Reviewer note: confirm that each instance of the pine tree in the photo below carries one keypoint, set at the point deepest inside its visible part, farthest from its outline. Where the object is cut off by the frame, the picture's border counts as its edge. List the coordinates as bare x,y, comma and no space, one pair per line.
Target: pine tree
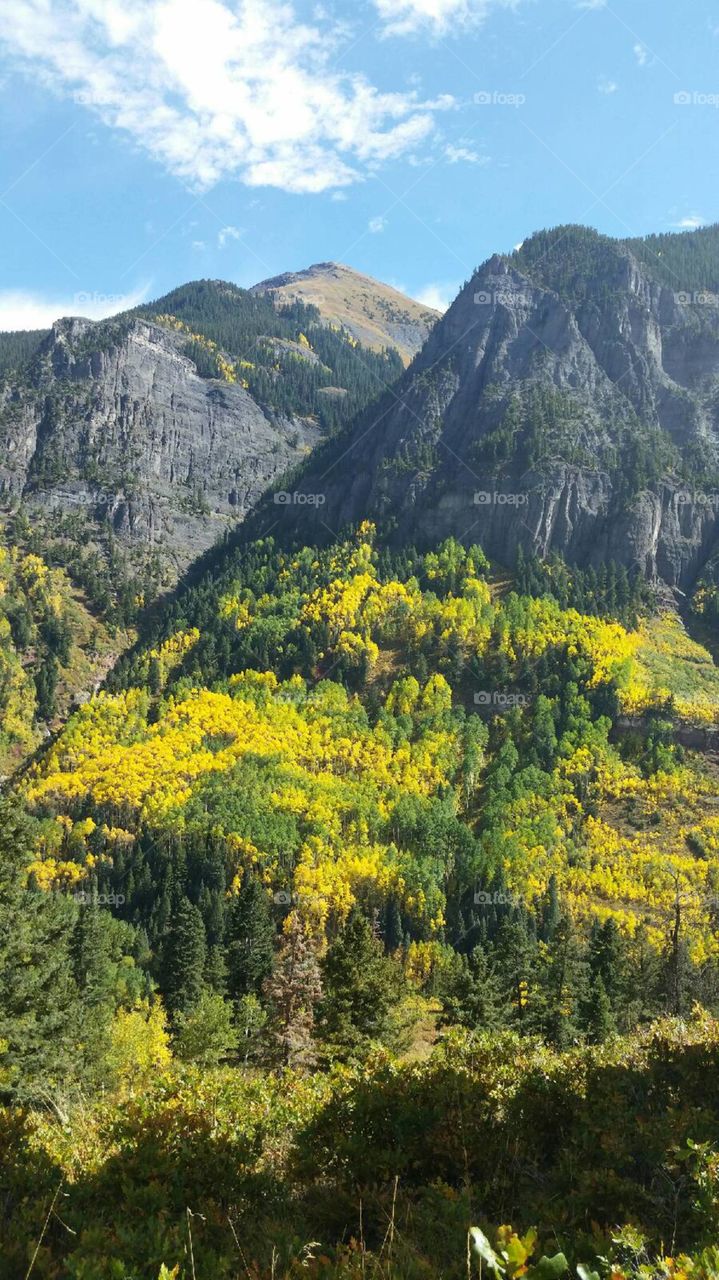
596,1014
95,978
293,991
183,959
250,935
361,987
562,986
39,997
516,954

SHORT EXERCISE
Can you recast the entries above as a Markdown table with the columns Row and Line, numbering each line, skipping blank lines, and leaving out the pictures?

SOLUTION FOR THIS TASK
| Row | Line |
|---|---|
| 1 | Reviewer note: confirm that each instance of the pine tree in the photo below carries one keypoint, set at the point deepest inside its visible part, farthest from its outline. Where the object is cut off by the frame, the picture's border counts as its edge. List the coordinates as bare x,y, comma and no space, one pair per line. |
| 2 | Target: pine tree |
| 3 | 596,1014 |
| 4 | 95,978 |
| 5 | 293,991 |
| 6 | 183,959 |
| 7 | 250,935 |
| 8 | 361,987 |
| 9 | 562,986 |
| 10 | 39,997 |
| 11 | 516,954 |